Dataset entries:

···

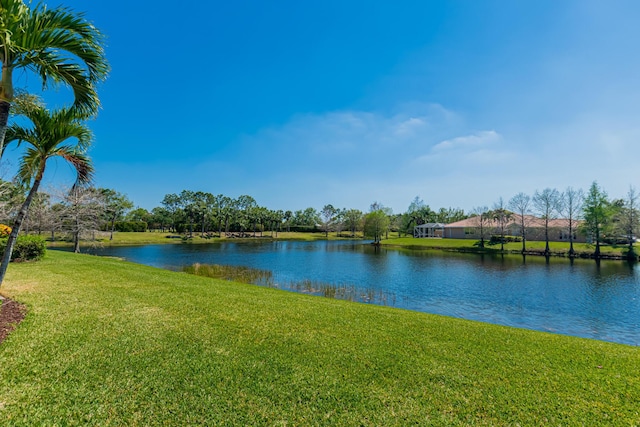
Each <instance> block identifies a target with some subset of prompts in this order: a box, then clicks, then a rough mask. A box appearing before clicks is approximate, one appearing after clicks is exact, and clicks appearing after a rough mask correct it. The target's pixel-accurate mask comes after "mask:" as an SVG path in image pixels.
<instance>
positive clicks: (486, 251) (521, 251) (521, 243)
mask: <svg viewBox="0 0 640 427" xmlns="http://www.w3.org/2000/svg"><path fill="white" fill-rule="evenodd" d="M476 243H477V242H476V241H475V240H466V239H439V238H431V239H429V238H425V239H415V238H413V237H398V238H390V239H385V240H383V241H382V242H381V245H382V246H384V247H389V248H391V247H395V248H402V249H411V250H440V251H451V252H466V253H479V254H483V253H484V254H499V253H505V254H522V243H521V242H510V243H505V244H504V252H501V250H500V245H499V244H497V245H489V244H485V247H484V248H480V247H478V245H477V244H476ZM573 246H574V250H575V252H576V257H578V258H591V257H592V256H593V252H594V250H595V246H594V245H591V244H587V243H574V244H573ZM549 247H550V256H553V257H568V256H569V243H568V242H549ZM544 249H545V242H542V241H527V242H526V252H525V255H531V256H544V255H545V254H544ZM600 250H601V253H602V257H603V258H610V259H625V254H626V251H627V246H626V245H617V246H616V245H602V246H601V249H600Z"/></svg>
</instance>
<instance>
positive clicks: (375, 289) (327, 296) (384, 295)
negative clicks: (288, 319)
mask: <svg viewBox="0 0 640 427" xmlns="http://www.w3.org/2000/svg"><path fill="white" fill-rule="evenodd" d="M182 271H183V272H185V273H189V274H195V275H196V276H204V277H209V278H212V279H221V280H229V281H232V282H238V283H247V284H253V285H259V286H267V287H270V288H279V289H284V290H289V291H294V292H300V293H307V294H311V295H317V296H323V297H326V298H334V299H341V300H346V301H353V302H364V303H372V304H378V305H391V306H393V305H395V302H396V297H395V294H394V293H393V292H388V291H384V290H379V289H372V288H363V287H359V286H356V285H347V284H332V283H324V282H320V281H317V280H310V279H303V280H298V281H286V282H282V283H277V282H276V280H275V279H274V277H273V272H271V271H269V270H260V269H257V268H252V267H246V266H237V265H218V264H200V263H195V264H193V265H189V266H185V267H183V268H182Z"/></svg>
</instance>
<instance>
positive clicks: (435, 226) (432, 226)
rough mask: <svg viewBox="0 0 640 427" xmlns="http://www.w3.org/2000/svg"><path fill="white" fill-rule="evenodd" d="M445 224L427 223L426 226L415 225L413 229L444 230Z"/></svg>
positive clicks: (422, 225) (421, 225)
mask: <svg viewBox="0 0 640 427" xmlns="http://www.w3.org/2000/svg"><path fill="white" fill-rule="evenodd" d="M446 226H447V224H442V223H441V222H428V223H426V224H420V225H416V226H415V228H444V227H446Z"/></svg>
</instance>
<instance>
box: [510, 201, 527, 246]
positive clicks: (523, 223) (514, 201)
mask: <svg viewBox="0 0 640 427" xmlns="http://www.w3.org/2000/svg"><path fill="white" fill-rule="evenodd" d="M508 206H509V209H511V210H513V211H514V212H515V213H517V214H518V215H519V216H520V236H521V238H522V253H524V252H525V250H526V241H527V227H528V225H529V224H528V223H527V222H528V220H527V215H529V214H530V213H531V208H530V206H531V197H529V196H528V195H527V194H524V193H518V194H516V195H515V196H513V197H512V198H511V199H510V200H509V205H508Z"/></svg>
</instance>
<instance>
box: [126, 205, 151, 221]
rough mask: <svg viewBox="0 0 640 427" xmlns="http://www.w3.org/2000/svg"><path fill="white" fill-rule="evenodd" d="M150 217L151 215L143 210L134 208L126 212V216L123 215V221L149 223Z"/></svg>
mask: <svg viewBox="0 0 640 427" xmlns="http://www.w3.org/2000/svg"><path fill="white" fill-rule="evenodd" d="M152 215H153V214H151V213H150V212H149V211H148V210H146V209H145V208H135V209H133V210H130V211H129V212H127V214H126V215H125V220H126V221H138V222H146V223H149V222H151V221H152Z"/></svg>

···

→ **Task instructions**
Word for word, restate the lines above from the first through the one that contains "positive clicks: (375, 289)", and exclude all pictures.

→ **Answer space**
Each <instance> block identifies a target with some subset of prompts in this order: a box, then clicks, then a rough mask. A box appearing before clicks is approximate, one appearing after clicks is exact, and clicks appearing after a rough mask correct it. The target's pixel-accurate mask comes after "mask:" as an SVG path in image pixels.
<instance>
positive clicks: (486, 251) (521, 251) (521, 243)
mask: <svg viewBox="0 0 640 427" xmlns="http://www.w3.org/2000/svg"><path fill="white" fill-rule="evenodd" d="M476 243H477V242H476V241H475V240H466V239H439V238H431V239H429V238H425V239H415V238H413V237H398V238H390V239H385V240H383V241H382V242H381V245H382V246H384V247H389V248H391V247H395V248H402V249H411V250H440V251H451V252H466V253H479V254H483V253H484V254H499V253H505V254H522V243H521V242H510V243H505V244H504V252H501V250H500V245H499V244H497V245H489V244H485V247H484V248H480V247H478V245H477V244H476ZM573 246H574V250H575V252H576V257H578V258H591V257H592V256H593V252H594V250H595V246H594V245H591V244H587V243H574V244H573ZM549 247H550V256H553V257H568V256H569V243H568V242H549ZM544 249H545V242H542V241H527V242H526V252H525V255H531V256H544V255H545V254H544ZM600 250H601V253H602V257H603V258H610V259H625V254H626V251H627V246H626V245H617V246H616V245H602V246H601V249H600Z"/></svg>
</instance>
<instance>
positive clicks: (375, 289) (327, 296) (384, 295)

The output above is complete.